== DATA ==

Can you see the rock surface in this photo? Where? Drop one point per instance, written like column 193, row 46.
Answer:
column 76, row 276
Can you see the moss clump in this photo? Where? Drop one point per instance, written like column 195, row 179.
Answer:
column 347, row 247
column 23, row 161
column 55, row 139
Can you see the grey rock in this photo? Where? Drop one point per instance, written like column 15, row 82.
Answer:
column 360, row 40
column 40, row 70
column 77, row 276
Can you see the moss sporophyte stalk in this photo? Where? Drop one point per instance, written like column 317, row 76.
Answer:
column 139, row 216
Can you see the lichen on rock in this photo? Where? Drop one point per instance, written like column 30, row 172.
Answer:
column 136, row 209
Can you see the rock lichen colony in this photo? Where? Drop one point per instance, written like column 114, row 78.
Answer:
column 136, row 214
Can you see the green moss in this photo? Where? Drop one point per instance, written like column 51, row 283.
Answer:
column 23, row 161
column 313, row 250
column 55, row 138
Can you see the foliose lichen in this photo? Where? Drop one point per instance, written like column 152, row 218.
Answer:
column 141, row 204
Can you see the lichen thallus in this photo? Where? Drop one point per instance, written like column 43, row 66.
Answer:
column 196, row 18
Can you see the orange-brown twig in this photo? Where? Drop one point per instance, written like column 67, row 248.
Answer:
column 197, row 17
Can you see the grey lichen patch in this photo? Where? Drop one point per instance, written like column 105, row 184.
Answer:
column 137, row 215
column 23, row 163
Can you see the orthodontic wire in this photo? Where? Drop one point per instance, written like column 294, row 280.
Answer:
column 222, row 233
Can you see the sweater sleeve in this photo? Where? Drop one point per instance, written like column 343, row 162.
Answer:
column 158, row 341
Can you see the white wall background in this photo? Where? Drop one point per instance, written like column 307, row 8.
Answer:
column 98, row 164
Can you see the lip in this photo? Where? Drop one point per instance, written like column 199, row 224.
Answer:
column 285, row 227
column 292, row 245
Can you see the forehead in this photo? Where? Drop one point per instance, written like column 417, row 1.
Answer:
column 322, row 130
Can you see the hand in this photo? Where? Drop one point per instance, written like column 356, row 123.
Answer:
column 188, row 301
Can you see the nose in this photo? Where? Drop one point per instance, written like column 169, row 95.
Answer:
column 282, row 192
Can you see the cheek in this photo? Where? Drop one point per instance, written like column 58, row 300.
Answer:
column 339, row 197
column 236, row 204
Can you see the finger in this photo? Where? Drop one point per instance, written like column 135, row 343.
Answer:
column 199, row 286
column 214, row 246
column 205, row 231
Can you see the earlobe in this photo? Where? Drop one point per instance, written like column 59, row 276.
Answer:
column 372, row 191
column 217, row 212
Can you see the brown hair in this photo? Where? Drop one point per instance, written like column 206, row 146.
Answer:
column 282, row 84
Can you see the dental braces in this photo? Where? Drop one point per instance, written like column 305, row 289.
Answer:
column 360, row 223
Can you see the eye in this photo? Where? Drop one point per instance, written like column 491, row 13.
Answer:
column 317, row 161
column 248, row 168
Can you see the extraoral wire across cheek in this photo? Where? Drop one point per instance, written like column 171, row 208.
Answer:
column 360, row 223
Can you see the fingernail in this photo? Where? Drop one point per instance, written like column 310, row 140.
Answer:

===

# [EXERCISE AIM]
Convert every line of the records into a Markdown table with two columns, "Row" for a running row number and "Line" for the line itself. Leave out any blank lines.

# [COMPLETE RESPONSE]
| Row | Line |
|---|---|
| 1 | Can you see the rock surface in this photo? Where? Drop one point per instance, written like column 193, row 46. |
| 2 | Answer: |
| 3 | column 76, row 276 |
| 4 | Can you see the moss clump in this photo? Where? Drop one point per instance, written like column 195, row 179. |
| 5 | Answer: |
| 6 | column 347, row 247 |
| 7 | column 23, row 161 |
| 8 | column 55, row 139 |
| 9 | Can you see the grey rock in this photo? Where? Drop one point per instance, written like column 15, row 82. |
| 10 | Answer: |
| 11 | column 360, row 40 |
| 12 | column 40, row 70 |
| 13 | column 77, row 276 |
| 14 | Can you see the moss sporophyte stalk in this photo? Where? Drop one point per instance, written like column 317, row 76. |
| 15 | Answer: |
| 16 | column 139, row 216 |
| 17 | Can you see the lichen on rock in this photo? Where? Drop one point per instance, written like column 30, row 172. |
| 18 | Answer: |
| 19 | column 136, row 209 |
| 20 | Can you see the rock lichen colony in this photo? Where? Drop one point per instance, written like column 114, row 78. |
| 21 | Answer: |
| 22 | column 136, row 214 |
| 23 | Can you see the green moss in this photo? Where? Drop one point per instance, written like column 51, row 283. |
| 24 | Answer: |
| 25 | column 23, row 161 |
| 26 | column 313, row 250 |
| 27 | column 55, row 138 |
| 28 | Can you see the foliose lichen in this photo? Where? Drop one point per instance, written like column 152, row 218. |
| 29 | Answer: |
| 30 | column 141, row 204 |
| 31 | Can you see the lichen thallus in this photo? Where? Drop one point per instance, written like column 43, row 66. |
| 32 | Answer: |
| 33 | column 196, row 18 |
| 34 | Can you see the orange-brown twig in this photo? Where? Drop one point per instance, written like column 67, row 248. |
| 35 | Answer: |
| 36 | column 197, row 17 |
| 37 | Can you see the grey lichen patch in this photo? Where? Drop one point per instance, written like column 105, row 184. |
| 38 | Answer: |
| 39 | column 137, row 215 |
| 40 | column 23, row 163 |
| 41 | Can you see the orthodontic wire in this photo? Where? Drop one point per instance, written like column 294, row 280. |
| 42 | Answer: |
| 43 | column 222, row 233 |
| 44 | Can you see the sweater sleeve in this photo? Where? Drop one point per instance, written like column 343, row 162. |
| 45 | Answer: |
| 46 | column 158, row 341 |
| 47 | Can you see the white wall background in this photo? Where? Drop one point per instance, written like column 307, row 8. |
| 48 | Answer: |
| 49 | column 98, row 164 |
| 50 | Can you see the lip in this photo? Where? Drop one point per instance, written like column 199, row 224. |
| 51 | Answer: |
| 52 | column 285, row 227 |
| 53 | column 292, row 245 |
| 54 | Can you see the forehead in this photo? Where? Drop one point per instance, written like column 417, row 1. |
| 55 | Answer: |
| 56 | column 322, row 130 |
| 57 | Can you see the hand in this photo? Where? Drop one point per instance, written like column 356, row 123. |
| 58 | Answer: |
| 59 | column 188, row 301 |
| 60 | Can you see the nose in this photo? Where? Drop one point per instance, written like column 169, row 95. |
| 61 | Answer: |
| 62 | column 282, row 192 |
| 63 | Can you see the cheek in this photo? Where? Drop one point per instance, written like column 58, row 300. |
| 64 | Answer: |
| 65 | column 339, row 197 |
| 66 | column 236, row 204 |
| 67 | Can you see the finger in this photo? Where? Drop one point per instance, written like column 135, row 343. |
| 68 | Answer: |
| 69 | column 199, row 286 |
| 70 | column 214, row 246 |
| 71 | column 205, row 231 |
| 72 | Can you see the earlobe in this photo? Where? Drop one point per instance, written like column 59, row 276. |
| 73 | Answer: |
| 74 | column 372, row 191 |
| 75 | column 217, row 212 |
| 76 | Can you see the brown hair in this photo? Where? Drop one point per instance, written like column 206, row 146. |
| 77 | Answer: |
| 78 | column 282, row 84 |
| 79 | Can you see the dental braces in this photo? Where? Drop one point per instance, written like column 305, row 289. |
| 80 | Answer: |
| 81 | column 360, row 223 |
| 82 | Can you see the eye in this photo? Where? Drop one point per instance, written like column 491, row 13. |
| 83 | Answer: |
| 84 | column 317, row 161 |
| 85 | column 248, row 168 |
| 86 | Can you see the extraoral wire across cheek in this photo? Where? Drop one point per instance, written like column 171, row 208. |
| 87 | Answer: |
| 88 | column 360, row 223 |
| 89 | Can you see the fingernail in this photo? Where? Drop one point per instance, written like column 310, row 140. |
| 90 | Answer: |